◆ Extracted data ◆
^^^^^^^^

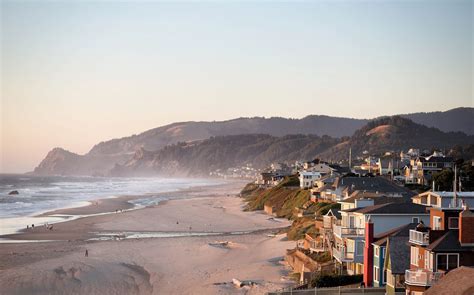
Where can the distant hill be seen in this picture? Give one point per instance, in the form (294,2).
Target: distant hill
(459,119)
(106,155)
(200,158)
(222,152)
(394,134)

^^^^^^^^

◆ Required work ◆
Repeat the material above exactly. Leave every picture out of it.

◆ Expected output ◆
Where can the distant hill be seen in this picture? Give one point per instance, in the form (294,2).
Target: distant hill
(459,119)
(106,155)
(200,158)
(222,152)
(394,134)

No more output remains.